Pick out every line in the records that contains the word "landing" and copy each of those lines.

Start Given data

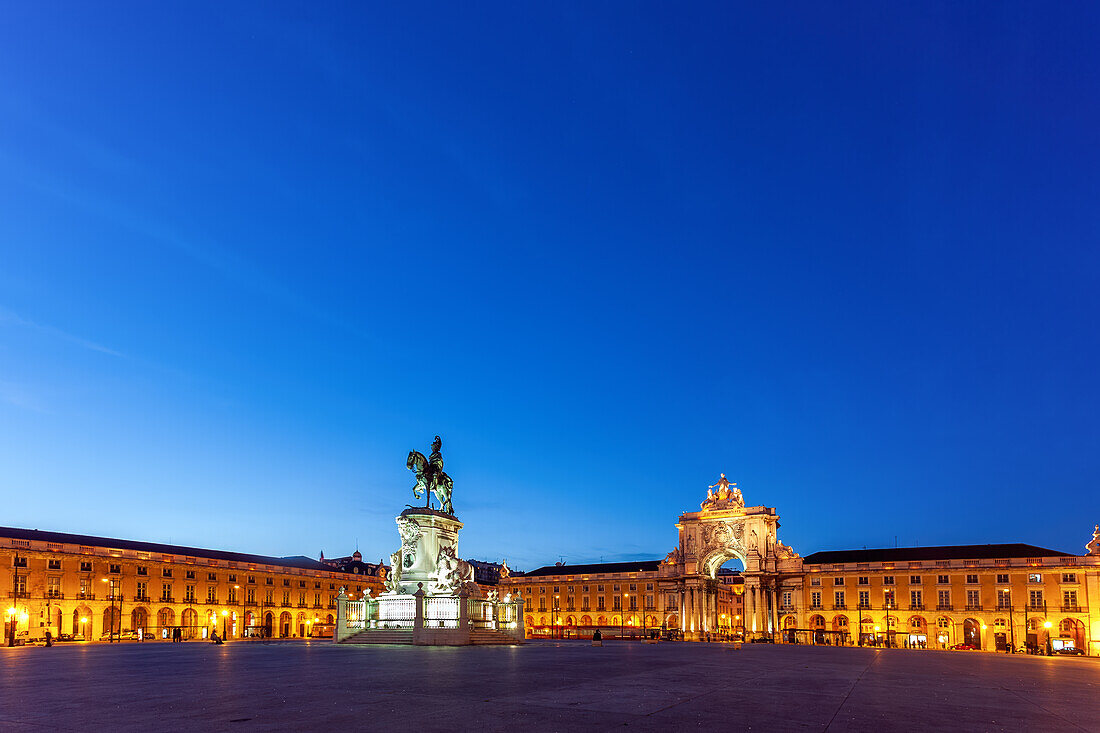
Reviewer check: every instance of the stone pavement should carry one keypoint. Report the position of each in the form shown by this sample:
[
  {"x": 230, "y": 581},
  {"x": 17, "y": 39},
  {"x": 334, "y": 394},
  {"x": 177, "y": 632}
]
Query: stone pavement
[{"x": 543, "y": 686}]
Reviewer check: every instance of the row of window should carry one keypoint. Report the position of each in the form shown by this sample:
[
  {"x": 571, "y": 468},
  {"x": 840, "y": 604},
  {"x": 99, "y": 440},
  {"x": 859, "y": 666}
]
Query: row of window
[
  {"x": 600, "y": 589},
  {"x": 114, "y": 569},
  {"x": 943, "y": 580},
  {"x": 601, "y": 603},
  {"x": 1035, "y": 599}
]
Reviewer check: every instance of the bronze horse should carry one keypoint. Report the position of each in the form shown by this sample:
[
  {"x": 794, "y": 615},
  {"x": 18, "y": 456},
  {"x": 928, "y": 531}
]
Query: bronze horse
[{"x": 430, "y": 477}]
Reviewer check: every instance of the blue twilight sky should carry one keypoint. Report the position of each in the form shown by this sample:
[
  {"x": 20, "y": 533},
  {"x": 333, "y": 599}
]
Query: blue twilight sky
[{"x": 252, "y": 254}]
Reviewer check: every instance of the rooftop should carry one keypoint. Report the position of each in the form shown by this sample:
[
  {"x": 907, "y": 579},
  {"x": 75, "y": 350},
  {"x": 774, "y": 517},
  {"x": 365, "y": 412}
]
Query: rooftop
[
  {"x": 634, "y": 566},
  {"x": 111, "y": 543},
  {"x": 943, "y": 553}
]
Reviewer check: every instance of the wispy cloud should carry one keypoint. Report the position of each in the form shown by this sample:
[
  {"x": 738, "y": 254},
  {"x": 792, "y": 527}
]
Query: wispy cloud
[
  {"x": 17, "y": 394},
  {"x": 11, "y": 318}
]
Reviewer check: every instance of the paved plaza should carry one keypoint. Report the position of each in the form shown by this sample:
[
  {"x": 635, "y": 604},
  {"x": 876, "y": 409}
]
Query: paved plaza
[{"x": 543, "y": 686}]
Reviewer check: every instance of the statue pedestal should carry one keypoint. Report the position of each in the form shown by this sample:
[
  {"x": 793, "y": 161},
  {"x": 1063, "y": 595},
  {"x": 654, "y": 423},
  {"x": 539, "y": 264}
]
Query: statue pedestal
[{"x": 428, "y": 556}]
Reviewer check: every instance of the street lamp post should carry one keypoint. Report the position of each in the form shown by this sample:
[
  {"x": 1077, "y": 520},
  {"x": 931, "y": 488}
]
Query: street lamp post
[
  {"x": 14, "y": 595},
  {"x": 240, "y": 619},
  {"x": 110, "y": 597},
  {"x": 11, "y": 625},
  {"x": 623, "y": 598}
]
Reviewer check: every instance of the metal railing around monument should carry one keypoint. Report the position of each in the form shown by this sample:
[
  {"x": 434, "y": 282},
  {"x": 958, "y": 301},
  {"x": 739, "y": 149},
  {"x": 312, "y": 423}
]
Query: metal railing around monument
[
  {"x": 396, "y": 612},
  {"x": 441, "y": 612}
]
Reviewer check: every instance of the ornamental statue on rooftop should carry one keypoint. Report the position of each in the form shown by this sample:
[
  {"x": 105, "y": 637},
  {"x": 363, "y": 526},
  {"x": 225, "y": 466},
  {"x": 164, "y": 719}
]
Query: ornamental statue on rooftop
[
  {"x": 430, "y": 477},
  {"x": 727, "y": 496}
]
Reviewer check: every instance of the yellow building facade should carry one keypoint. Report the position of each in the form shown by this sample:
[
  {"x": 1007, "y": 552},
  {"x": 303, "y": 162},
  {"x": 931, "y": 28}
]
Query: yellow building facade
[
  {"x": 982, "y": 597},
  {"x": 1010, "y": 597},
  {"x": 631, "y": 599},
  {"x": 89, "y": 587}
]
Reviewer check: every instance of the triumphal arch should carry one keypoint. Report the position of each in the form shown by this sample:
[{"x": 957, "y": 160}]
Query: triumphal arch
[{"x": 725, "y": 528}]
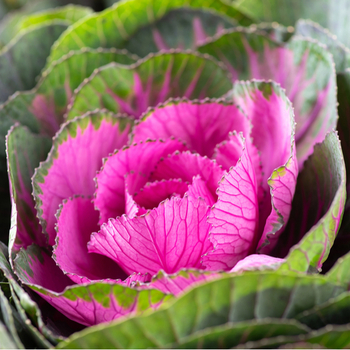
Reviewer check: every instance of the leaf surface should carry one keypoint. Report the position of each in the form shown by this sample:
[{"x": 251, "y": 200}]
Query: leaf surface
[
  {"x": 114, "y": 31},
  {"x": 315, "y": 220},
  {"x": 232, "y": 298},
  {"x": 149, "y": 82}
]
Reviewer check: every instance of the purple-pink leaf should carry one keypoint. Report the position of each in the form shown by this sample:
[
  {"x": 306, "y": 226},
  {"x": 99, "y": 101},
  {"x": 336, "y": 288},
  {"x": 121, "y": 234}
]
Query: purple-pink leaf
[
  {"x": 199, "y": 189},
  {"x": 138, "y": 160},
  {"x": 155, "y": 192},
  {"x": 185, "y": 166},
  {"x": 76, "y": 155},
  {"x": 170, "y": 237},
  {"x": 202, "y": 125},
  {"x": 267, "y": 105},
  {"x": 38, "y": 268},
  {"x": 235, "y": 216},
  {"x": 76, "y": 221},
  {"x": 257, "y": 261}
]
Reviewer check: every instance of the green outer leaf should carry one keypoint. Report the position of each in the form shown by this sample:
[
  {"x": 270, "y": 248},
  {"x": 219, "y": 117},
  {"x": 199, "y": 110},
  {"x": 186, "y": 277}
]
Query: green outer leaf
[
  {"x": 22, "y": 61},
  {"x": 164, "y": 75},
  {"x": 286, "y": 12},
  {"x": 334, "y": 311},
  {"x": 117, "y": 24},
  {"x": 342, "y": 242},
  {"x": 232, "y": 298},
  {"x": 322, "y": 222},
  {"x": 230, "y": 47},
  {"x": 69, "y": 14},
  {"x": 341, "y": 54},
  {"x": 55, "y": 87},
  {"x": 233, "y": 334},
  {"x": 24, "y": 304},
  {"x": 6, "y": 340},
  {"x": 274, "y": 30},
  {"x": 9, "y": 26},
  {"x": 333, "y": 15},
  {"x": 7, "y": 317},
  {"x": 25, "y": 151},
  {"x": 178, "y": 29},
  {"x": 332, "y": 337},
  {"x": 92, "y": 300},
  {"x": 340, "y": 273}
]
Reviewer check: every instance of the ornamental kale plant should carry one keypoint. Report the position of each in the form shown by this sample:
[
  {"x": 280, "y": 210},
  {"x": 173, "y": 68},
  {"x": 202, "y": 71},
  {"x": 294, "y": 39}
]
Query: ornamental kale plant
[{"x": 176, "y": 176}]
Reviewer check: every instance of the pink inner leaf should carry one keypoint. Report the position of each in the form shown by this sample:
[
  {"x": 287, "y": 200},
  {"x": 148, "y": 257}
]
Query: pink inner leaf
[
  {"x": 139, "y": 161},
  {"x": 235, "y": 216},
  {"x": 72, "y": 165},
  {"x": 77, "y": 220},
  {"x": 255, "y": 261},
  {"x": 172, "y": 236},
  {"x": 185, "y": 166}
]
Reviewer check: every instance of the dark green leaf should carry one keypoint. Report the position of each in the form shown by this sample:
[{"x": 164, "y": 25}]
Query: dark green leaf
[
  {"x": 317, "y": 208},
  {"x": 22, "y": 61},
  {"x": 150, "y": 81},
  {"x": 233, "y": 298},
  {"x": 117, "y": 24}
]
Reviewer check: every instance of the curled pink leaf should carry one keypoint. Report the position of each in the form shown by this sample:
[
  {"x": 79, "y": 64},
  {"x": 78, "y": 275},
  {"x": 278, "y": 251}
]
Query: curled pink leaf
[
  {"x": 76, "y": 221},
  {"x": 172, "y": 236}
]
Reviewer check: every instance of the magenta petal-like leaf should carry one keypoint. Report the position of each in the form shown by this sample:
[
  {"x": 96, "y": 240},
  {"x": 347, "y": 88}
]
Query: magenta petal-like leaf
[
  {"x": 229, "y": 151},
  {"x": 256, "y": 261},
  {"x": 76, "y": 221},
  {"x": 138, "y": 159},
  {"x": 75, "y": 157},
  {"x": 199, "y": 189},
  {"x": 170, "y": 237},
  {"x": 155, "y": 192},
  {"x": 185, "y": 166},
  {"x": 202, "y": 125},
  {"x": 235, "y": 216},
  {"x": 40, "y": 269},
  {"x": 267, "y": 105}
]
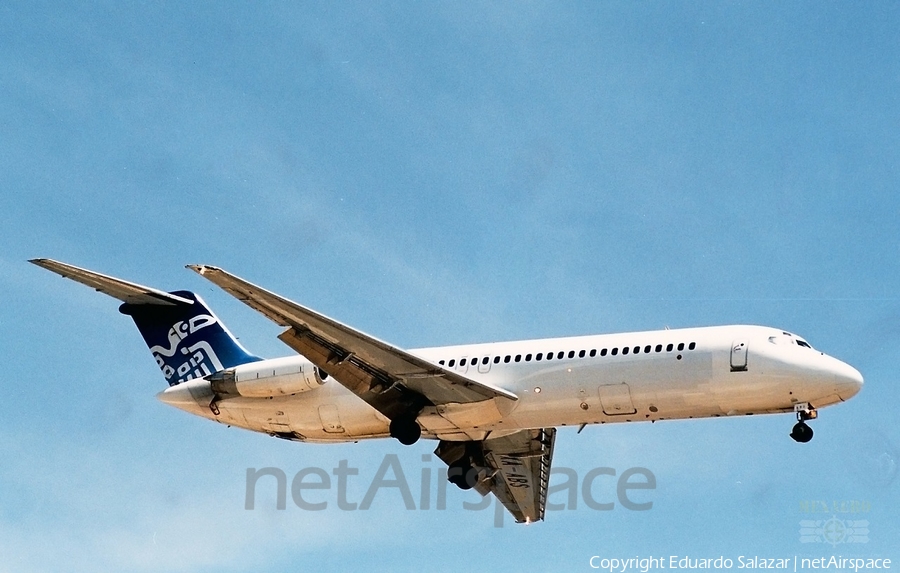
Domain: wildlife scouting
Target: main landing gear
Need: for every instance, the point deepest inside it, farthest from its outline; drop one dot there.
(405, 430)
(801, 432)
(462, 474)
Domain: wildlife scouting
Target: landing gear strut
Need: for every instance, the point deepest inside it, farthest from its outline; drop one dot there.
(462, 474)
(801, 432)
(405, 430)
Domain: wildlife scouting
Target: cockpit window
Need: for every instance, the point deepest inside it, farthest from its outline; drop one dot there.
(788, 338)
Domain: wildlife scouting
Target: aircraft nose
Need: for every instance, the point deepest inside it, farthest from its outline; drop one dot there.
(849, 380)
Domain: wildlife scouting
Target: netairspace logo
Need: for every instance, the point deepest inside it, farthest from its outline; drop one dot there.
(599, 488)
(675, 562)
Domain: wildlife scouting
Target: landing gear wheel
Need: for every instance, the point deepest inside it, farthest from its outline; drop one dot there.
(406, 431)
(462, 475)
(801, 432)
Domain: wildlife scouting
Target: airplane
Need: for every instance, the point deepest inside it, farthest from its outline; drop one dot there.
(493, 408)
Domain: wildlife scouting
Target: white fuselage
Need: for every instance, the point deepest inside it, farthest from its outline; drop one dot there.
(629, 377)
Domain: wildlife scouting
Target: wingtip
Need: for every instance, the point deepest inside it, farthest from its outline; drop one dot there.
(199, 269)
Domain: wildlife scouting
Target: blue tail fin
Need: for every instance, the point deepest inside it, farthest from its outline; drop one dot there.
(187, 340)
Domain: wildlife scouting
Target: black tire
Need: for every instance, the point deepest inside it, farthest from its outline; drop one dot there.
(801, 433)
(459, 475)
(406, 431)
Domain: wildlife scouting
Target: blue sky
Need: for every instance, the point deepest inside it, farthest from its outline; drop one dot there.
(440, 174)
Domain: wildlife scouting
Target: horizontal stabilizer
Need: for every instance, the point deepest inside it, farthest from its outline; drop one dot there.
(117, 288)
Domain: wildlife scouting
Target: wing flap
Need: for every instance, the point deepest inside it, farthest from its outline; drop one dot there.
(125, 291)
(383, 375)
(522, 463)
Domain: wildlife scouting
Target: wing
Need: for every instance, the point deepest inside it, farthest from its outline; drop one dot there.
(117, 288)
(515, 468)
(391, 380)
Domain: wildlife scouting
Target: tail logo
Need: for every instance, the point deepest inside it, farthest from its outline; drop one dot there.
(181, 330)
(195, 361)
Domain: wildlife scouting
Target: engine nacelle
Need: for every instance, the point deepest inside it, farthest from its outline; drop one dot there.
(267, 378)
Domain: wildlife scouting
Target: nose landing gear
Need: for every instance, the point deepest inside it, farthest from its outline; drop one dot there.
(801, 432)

End Given data

* [Result of this task]:
Target: main landing gear
Target: landing gear strut
Target: landing gear wheel
Target: nose landing gear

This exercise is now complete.